STATED GOAL
Write out each of the following entries word for word.
====== RECORDS FOR THIS EXERCISE ======
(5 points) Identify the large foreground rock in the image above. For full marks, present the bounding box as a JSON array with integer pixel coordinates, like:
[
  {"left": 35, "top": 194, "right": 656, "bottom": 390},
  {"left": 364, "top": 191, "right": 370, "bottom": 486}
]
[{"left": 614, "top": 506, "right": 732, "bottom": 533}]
======
WRITTEN SOLUTION
(5 points) Identify the large foreground rock in the image above. For full marks, present the bounding box as a JSON array with integer pixel coordinates, like:
[
  {"left": 35, "top": 194, "right": 656, "bottom": 390},
  {"left": 364, "top": 191, "right": 370, "bottom": 486}
]
[{"left": 614, "top": 506, "right": 732, "bottom": 533}]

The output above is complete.